Stated exercise 1: Decide whether each statement below agrees with the post on worship movements, answering yes or no and quoting the deciding words of the text: (a) The minyanim gather in groups of 20 to 200 people. (b) The writer has already attended an emergent worship service. (c) Among emergents, anything younger than five or six centuries seems to be suspect.

I was cleaning out my mailbox from the holiday break earlier today, and someone had left a NYTimes article about the growth of the minyanim movement. The minyanim are small groups (20 to 200) of young Jewish urbanites who gather each week for self-led worship without the assistance or approval of any established synagogue. (I gather from the article that they’re a big deal here in Atlanta.)
I’m also fascinated by the emergent worship movement in post-evangelical Christianity. Emergents practice a future-ancient style of worship that retrieves ancient forms of worship and gives them a postmodern edge. (Think labyrinths and lots of candles.) Anything younger than five or six centuries seems to be suspect.
I’ve yet to go to a worship service in either tradition. (And self-organizing pagans may be yet another model to draw from.) And still I really want to see this put into practice by UUs.

Stated exercise 2: Replace "snake scale" with "snake skin" in the rows from the line with "Can you find the tree bark?" to the line with "x=197, y=293", and give only those rows again with everything else unchanged.

Exercise input:

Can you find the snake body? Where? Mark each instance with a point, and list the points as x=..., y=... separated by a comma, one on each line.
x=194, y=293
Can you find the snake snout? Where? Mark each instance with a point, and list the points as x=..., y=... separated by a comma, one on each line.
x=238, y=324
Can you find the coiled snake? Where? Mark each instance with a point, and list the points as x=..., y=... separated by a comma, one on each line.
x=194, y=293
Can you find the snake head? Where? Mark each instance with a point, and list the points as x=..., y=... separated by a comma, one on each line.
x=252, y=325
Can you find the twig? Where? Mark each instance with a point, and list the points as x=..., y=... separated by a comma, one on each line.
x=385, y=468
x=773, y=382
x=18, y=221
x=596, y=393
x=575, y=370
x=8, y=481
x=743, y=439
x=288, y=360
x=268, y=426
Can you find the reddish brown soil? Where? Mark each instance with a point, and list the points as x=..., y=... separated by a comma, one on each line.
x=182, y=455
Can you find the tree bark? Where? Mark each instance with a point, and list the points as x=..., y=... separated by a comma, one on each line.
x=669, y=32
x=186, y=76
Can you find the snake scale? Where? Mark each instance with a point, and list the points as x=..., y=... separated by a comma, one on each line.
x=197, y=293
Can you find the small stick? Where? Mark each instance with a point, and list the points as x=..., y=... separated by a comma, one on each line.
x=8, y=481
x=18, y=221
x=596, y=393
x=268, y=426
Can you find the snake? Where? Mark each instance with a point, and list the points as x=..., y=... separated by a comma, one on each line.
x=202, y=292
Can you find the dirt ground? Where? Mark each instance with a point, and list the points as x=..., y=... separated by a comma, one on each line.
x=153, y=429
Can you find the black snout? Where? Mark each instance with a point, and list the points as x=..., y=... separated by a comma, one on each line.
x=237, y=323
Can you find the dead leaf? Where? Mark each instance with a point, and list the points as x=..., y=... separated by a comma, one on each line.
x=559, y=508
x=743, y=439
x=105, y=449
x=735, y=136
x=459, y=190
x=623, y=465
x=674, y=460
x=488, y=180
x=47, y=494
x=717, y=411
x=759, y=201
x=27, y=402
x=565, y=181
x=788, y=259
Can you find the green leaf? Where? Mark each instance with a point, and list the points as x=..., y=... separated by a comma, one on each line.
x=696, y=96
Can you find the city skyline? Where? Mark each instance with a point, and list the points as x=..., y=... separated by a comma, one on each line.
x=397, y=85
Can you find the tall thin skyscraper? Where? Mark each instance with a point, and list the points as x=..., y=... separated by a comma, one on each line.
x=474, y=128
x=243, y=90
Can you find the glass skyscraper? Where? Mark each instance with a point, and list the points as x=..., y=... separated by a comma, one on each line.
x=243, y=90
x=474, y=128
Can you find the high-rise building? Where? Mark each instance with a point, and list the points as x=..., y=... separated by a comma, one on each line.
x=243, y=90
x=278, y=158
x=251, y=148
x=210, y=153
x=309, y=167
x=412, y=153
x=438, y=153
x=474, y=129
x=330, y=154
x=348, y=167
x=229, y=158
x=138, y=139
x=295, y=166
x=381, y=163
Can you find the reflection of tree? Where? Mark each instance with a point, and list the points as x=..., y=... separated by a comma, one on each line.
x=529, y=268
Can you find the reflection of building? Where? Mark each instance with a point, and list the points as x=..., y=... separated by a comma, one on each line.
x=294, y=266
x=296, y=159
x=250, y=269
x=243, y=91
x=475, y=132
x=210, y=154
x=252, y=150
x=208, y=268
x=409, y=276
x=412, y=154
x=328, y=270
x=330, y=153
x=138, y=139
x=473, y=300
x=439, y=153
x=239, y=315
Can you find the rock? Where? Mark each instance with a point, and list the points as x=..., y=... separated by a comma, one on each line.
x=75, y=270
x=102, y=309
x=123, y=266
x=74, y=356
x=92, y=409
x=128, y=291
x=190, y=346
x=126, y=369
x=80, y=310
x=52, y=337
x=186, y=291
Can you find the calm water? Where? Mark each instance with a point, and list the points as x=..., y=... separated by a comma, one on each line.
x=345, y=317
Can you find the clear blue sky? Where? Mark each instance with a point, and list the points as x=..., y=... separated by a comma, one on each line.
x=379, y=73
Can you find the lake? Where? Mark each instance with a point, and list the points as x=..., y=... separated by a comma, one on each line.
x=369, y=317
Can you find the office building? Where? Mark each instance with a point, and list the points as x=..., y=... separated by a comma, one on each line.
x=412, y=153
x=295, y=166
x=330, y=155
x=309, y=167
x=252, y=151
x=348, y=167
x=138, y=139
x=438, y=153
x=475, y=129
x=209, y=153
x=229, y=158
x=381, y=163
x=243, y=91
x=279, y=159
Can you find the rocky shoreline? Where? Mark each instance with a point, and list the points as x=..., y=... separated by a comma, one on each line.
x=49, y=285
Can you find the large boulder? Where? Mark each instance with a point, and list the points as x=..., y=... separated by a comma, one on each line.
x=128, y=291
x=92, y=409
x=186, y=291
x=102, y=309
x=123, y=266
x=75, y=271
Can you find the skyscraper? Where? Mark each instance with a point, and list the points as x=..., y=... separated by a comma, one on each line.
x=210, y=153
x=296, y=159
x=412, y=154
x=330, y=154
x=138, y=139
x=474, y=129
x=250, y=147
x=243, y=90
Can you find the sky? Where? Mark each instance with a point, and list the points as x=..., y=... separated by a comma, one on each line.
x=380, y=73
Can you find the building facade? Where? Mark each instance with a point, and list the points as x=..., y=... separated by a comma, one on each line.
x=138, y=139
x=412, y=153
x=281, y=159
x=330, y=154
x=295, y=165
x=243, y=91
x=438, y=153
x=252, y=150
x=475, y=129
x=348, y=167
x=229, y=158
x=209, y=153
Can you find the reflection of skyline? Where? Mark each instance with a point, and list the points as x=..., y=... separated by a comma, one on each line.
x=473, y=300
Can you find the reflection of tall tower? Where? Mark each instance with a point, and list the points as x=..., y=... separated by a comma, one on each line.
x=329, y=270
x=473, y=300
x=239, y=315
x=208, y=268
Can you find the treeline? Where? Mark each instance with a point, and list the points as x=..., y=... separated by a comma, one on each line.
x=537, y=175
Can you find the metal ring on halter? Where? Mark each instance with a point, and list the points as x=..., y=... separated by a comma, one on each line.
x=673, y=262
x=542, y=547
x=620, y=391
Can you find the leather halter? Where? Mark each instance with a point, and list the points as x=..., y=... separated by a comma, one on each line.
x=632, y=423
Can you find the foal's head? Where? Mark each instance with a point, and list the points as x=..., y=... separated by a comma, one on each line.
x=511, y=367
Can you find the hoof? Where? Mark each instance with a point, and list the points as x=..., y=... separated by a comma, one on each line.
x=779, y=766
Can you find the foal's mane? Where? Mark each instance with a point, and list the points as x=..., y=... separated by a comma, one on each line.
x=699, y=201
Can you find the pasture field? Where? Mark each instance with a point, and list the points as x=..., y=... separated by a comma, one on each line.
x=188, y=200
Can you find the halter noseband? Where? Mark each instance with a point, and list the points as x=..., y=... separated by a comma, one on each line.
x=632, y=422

Finished answer 1:
(a) Yes: "small groups (20 to 200) of young Jewish urbanites"
(b) No: "I’ve yet to go to a worship service in either tradition."
(c) Yes: "Anything younger than five or six centuries seems to be suspect."

Finished answer 2:
Can you find the tree bark? Where? Mark each instance with a point, and list the points as x=..., y=... separated by a comma, one on each line.
x=669, y=32
x=186, y=76
Can you find the snake skin? Where? Mark each instance with a point, and list the points as x=..., y=... separated by a comma, one on each line.
x=197, y=293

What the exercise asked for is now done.